**Items**
________________________

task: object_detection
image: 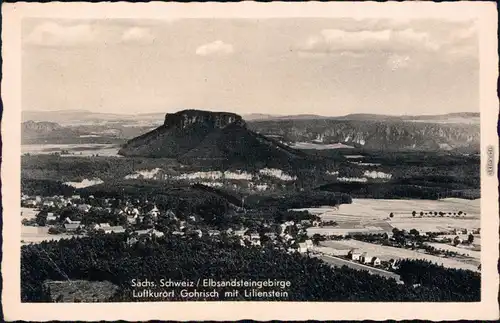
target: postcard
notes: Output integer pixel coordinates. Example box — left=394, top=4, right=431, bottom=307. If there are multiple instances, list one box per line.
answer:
left=1, top=2, right=499, bottom=321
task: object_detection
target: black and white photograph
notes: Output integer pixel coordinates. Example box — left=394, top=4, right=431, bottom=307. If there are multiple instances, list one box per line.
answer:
left=2, top=4, right=498, bottom=319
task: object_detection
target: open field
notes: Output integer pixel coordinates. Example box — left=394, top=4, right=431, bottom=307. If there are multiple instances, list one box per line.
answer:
left=21, top=225, right=83, bottom=245
left=21, top=144, right=120, bottom=157
left=290, top=142, right=354, bottom=150
left=300, top=198, right=480, bottom=235
left=321, top=240, right=479, bottom=271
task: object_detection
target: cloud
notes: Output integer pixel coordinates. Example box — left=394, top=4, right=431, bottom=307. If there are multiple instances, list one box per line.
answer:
left=387, top=54, right=410, bottom=71
left=26, top=22, right=97, bottom=46
left=196, top=40, right=234, bottom=56
left=299, top=28, right=440, bottom=53
left=121, top=27, right=155, bottom=43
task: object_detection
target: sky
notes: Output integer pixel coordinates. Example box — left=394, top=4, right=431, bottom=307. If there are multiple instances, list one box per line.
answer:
left=22, top=18, right=479, bottom=116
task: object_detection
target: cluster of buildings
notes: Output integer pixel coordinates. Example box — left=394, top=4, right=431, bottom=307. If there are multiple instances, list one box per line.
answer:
left=347, top=249, right=382, bottom=266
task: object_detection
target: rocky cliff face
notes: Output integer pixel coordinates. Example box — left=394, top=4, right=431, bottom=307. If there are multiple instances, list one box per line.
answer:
left=249, top=120, right=480, bottom=150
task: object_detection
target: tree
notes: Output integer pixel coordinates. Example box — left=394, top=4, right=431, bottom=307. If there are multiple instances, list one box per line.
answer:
left=36, top=211, right=47, bottom=227
left=312, top=233, right=322, bottom=246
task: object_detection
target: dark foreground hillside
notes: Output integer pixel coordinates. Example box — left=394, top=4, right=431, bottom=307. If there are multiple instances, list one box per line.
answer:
left=21, top=235, right=480, bottom=302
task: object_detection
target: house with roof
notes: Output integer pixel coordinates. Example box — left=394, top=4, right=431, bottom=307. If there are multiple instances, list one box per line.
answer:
left=234, top=229, right=247, bottom=238
left=42, top=201, right=55, bottom=207
left=77, top=204, right=92, bottom=213
left=94, top=223, right=111, bottom=230
left=304, top=240, right=314, bottom=249
left=64, top=217, right=81, bottom=225
left=264, top=232, right=276, bottom=240
left=297, top=242, right=307, bottom=253
left=148, top=205, right=160, bottom=218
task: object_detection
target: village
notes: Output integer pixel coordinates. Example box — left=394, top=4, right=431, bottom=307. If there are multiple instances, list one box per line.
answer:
left=21, top=195, right=480, bottom=275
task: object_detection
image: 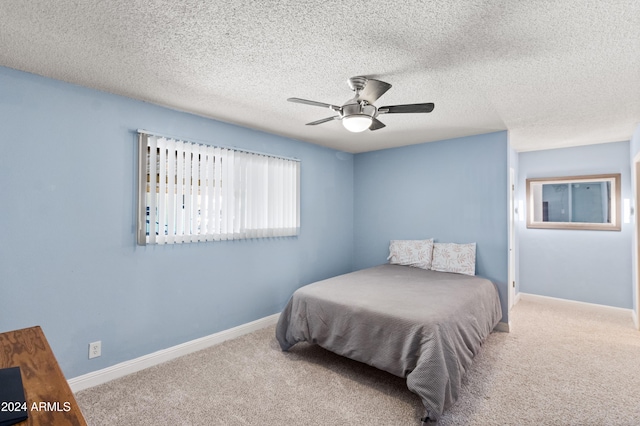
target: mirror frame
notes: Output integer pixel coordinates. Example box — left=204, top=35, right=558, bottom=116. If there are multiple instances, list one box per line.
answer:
left=527, top=173, right=621, bottom=231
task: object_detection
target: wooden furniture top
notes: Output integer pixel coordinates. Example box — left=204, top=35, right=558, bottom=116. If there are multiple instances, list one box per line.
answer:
left=0, top=326, right=87, bottom=426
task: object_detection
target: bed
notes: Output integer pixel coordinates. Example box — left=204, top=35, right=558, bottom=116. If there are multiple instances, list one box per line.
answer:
left=276, top=264, right=502, bottom=422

________________________

**Task instructions**
Copy all of the material above line for line, with no changes, and leave the pictures out.

**The reply**
task: object_detection
image: 
target: postcard
notes: Output integer pixel coordinates. Example box — left=394, top=4, right=431, bottom=307. If there are multiple instances, list one box per line.
answer:
left=1, top=2, right=499, bottom=321
task: object_detection
target: black and white photograph
notes: Output integer pixel coordinates. Example box — left=394, top=4, right=431, bottom=307. If there are multiple instances, list one box per line.
answer:
left=2, top=4, right=498, bottom=319
task: object_detection
target: open field
notes: Output integer pixel coordinates. Example box — left=394, top=4, right=431, bottom=307. If there are multiple instances, list one box per line.
answer:
left=21, top=225, right=83, bottom=245
left=21, top=144, right=120, bottom=157
left=290, top=142, right=354, bottom=150
left=300, top=198, right=480, bottom=235
left=321, top=240, right=479, bottom=271
task: object_detection
target: cloud
notes: Output integer pixel coordinates. Example box — left=394, top=4, right=431, bottom=307. If there are multiple instances, list one box per line.
answer:
left=387, top=54, right=410, bottom=71
left=26, top=22, right=97, bottom=46
left=196, top=40, right=234, bottom=56
left=299, top=28, right=440, bottom=53
left=121, top=27, right=155, bottom=43
task: object_detection
target: sky
notes: Output integer pixel coordinates. Example box — left=394, top=4, right=431, bottom=307. If there are multiple instances, list one box per line.
answer:
left=22, top=18, right=479, bottom=116
task: object_detection
target: cluster of buildings
notes: Output integer pixel coordinates. Example box — left=394, top=4, right=431, bottom=307. If there are multiple instances, list one box per line.
answer:
left=347, top=249, right=382, bottom=266
task: object_detection
target: rocky cliff face
notes: Output integer pixel coordinates. Example box — left=394, top=4, right=431, bottom=307. If there are multiple instances, list one box per line.
answer:
left=249, top=120, right=480, bottom=150
task: object_detection
target: tree
notes: Output integer pixel coordinates. Example box — left=394, top=4, right=431, bottom=307. If there are multiple instances, list one box per line.
answer:
left=36, top=211, right=47, bottom=227
left=312, top=233, right=322, bottom=246
task: object_detection
target: dark foreground hillside
notes: Output integer pixel coordinates. Example box — left=394, top=4, right=431, bottom=307. If there are multiple instances, list one box per line.
answer:
left=21, top=235, right=480, bottom=302
task: object_detection
target: house with roof
notes: Output integer pixel coordinates. Example box — left=394, top=4, right=431, bottom=307. If there are multiple instances, list one box per line.
answer:
left=234, top=229, right=247, bottom=238
left=42, top=201, right=55, bottom=207
left=77, top=204, right=92, bottom=213
left=94, top=223, right=111, bottom=230
left=304, top=240, right=314, bottom=249
left=64, top=217, right=81, bottom=225
left=264, top=232, right=276, bottom=240
left=297, top=242, right=307, bottom=253
left=148, top=205, right=160, bottom=218
task: object_detection
target: village
notes: Output integer pixel coordinates. Example box — left=394, top=4, right=431, bottom=307. If there are multiple instances, list one box per line.
answer:
left=21, top=195, right=480, bottom=275
task: object_detection
image: 
target: mirror frame
notes: Output integer pixel coordinates. Example box — left=204, top=35, right=558, bottom=116. If there are multiple instances, list one box per line.
answer:
left=527, top=173, right=621, bottom=231
task: object_detection
target: wooden furniture top
notes: Output integer pixel coordinates. Example box — left=204, top=35, right=558, bottom=116. If there are multiple instances, list one box per line.
answer:
left=0, top=326, right=87, bottom=426
task: object_detection
target: bed
notes: Output integer pixel coordinates. Example box — left=204, top=35, right=558, bottom=116. If there are multiple instances, list one box per line.
answer:
left=276, top=264, right=502, bottom=422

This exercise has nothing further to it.